_JOBS_
[1] In the drain tile forum thread, what TV show does Brian D. Hefty co-host?
[2] Retype the stretch of the drain tile forum thread from "He went so far" through "(Nov 28, 2005)".

_QUOTED TEXT_
-- Start --
# Hefty's Drain Tile "facts".



## the professor (Oct 13, 2006)

http://www.argusleader.com/article/2011 ... ext|Home|s


----------



## Plainsman (Jul 30, 2003)

> Brian D. Hefty, 42, of Baltic is a farmer, agronomist and co-host of the TV show "Ag PhD."


Fox guarding the hen house.

Little wonder this guy shovels bull droppings like it's candy. It's simply another step in the already dismal efficiency of American agriculture. His vision looks to be from an individual point of view, his profit. The rest was fallacy designed to have his way.

He went so far as to say poor drainage causes downstream residential damage. Now if you put your brain on hold you may be able to swallow that. I have heard that tile is frozen this time of year and doesn't add to flooding. Yet when I drove to Fargo a couple of weeks ago the tile drain coming into the ditch of I94 (in the Red River Valley) were nearly done running, but looked to have about 1/3 flow yet. Well, about one third of the diameter of those pipes was water flow. I did notice that they had water control valves, but I have never seen them used.


----------



## jpallen14 (Nov 28, 2005)

Simply true environmentalist uke:


----------



## TEALMAN (Sep 27, 2006)

I posted my two cents on the comments section of his article. There were some comments that people buy into this guy's line of thinking.


----------
-- End --
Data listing
-- Start --
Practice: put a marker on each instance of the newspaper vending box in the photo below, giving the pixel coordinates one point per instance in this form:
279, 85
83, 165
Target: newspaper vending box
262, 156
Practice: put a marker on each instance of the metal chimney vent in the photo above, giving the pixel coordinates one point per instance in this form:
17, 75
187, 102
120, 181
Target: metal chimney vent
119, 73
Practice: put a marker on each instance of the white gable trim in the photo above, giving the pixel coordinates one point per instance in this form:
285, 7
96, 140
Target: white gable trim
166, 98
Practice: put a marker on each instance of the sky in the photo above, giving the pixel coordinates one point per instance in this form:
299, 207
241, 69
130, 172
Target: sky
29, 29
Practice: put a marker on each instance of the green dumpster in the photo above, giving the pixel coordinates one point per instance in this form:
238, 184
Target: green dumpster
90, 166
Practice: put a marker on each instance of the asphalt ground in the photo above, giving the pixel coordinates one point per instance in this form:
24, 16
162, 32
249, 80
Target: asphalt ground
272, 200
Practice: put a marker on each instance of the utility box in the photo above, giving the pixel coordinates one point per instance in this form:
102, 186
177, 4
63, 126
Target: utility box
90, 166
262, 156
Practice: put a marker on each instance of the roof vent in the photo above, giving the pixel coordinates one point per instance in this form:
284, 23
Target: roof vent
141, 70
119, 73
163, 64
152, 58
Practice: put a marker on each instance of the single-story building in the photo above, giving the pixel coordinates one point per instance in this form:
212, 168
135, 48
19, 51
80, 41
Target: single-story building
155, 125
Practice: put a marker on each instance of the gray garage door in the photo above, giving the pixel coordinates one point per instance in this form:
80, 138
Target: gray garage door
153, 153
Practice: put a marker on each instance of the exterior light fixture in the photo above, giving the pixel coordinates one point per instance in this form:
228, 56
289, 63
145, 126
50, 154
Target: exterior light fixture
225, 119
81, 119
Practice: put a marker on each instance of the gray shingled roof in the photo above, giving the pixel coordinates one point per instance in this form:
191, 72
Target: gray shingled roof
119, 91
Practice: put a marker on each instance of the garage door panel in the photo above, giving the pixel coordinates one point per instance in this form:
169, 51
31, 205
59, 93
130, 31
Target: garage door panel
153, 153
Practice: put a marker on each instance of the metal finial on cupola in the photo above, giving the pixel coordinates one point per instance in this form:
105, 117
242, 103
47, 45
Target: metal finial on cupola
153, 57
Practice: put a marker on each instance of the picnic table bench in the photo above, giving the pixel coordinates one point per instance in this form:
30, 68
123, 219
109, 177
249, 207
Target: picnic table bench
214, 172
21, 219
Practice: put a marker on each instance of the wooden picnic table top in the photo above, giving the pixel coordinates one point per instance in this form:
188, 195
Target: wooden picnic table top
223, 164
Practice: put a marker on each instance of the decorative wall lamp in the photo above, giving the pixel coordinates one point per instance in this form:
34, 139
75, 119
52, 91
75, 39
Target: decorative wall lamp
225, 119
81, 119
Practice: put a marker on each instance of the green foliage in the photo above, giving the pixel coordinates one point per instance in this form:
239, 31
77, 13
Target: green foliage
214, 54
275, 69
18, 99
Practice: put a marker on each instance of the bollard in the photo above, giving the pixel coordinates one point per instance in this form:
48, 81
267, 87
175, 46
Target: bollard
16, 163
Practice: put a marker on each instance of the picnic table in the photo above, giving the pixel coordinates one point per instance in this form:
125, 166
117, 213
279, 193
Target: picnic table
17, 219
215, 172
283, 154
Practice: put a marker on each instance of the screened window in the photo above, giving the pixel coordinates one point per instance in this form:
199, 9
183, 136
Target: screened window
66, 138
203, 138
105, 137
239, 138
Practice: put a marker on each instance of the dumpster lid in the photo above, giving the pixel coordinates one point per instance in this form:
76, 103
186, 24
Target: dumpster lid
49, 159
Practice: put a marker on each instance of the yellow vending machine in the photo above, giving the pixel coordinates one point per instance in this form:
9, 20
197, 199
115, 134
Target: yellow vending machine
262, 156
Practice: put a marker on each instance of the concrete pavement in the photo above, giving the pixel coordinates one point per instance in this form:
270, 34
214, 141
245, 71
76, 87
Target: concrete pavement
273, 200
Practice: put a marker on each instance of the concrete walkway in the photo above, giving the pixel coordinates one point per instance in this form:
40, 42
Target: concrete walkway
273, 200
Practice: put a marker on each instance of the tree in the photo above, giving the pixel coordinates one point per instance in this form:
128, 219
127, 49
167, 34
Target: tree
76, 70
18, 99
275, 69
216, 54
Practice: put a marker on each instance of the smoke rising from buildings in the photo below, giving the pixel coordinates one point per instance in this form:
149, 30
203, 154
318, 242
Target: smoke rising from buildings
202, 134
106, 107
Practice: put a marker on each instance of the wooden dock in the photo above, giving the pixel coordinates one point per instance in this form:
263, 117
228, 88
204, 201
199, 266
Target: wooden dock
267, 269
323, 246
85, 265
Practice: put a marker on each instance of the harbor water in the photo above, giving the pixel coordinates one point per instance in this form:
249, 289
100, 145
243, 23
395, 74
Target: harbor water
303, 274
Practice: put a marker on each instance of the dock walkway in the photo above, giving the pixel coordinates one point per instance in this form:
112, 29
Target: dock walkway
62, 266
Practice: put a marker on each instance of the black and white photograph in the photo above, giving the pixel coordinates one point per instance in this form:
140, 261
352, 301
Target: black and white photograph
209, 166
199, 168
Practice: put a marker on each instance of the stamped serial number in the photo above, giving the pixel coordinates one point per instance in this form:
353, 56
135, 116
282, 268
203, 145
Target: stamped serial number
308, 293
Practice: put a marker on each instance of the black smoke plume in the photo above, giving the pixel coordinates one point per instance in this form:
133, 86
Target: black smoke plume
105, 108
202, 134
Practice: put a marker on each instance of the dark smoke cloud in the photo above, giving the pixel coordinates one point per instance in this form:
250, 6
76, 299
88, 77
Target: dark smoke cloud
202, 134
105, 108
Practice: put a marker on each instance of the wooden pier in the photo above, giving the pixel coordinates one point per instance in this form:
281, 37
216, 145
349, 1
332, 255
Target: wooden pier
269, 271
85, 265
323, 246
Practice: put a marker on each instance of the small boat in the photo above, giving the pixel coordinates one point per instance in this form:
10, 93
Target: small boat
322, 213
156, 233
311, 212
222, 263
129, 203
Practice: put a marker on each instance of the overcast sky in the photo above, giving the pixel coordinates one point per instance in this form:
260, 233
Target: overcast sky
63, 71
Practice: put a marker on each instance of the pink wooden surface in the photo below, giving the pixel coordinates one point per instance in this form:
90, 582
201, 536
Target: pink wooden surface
-- End --
-- Start --
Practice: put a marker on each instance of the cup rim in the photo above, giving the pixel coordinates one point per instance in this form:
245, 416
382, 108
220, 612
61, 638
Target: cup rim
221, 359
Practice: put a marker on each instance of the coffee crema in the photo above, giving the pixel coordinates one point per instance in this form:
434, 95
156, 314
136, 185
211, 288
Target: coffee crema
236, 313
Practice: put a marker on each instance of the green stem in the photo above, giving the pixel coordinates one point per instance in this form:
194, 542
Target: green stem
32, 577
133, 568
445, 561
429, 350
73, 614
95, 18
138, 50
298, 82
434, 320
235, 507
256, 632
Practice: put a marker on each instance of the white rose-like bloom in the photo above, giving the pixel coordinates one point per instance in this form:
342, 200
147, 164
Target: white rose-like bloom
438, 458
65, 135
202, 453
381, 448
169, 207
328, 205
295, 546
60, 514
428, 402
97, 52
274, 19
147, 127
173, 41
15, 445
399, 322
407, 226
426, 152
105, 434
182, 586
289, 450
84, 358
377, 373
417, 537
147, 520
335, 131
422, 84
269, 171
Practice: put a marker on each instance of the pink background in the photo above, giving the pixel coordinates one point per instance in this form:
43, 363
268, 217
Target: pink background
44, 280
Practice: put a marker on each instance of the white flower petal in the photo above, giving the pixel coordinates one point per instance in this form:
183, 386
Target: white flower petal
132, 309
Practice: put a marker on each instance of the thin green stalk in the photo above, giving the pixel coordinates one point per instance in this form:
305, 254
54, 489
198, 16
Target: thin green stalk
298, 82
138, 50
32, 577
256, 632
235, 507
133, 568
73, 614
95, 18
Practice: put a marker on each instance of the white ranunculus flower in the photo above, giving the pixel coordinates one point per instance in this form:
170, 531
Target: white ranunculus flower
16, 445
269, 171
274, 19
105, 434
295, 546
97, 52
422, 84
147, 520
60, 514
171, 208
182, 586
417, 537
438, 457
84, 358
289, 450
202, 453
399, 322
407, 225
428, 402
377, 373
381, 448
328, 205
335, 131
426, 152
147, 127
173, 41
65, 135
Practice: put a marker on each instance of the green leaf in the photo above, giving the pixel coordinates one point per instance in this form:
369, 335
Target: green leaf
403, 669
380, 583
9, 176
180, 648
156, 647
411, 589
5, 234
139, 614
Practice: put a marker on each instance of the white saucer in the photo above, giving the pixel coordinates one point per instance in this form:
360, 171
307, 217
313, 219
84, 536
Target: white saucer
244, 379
-- End --
_TASK ANSWERS_
[1] "Ag PhD"

[2]
He went so far as to say poor drainage causes downstream residential damage. Now if you put your brain on hold you may be able to swallow that. I have heard that tile is frozen this time of year and doesn't add to flooding. Yet when I drove to Fargo a couple of weeks ago the tile drain coming into the ditch of I94 (in the Red River Valley) were nearly done running, but looked to have about 1/3 flow yet. Well, about one third of the diameter of those pipes was water flow. I did notice that they had water control valves, but I have never seen them used.


----------



## jpallen14 (Nov 28, 2005)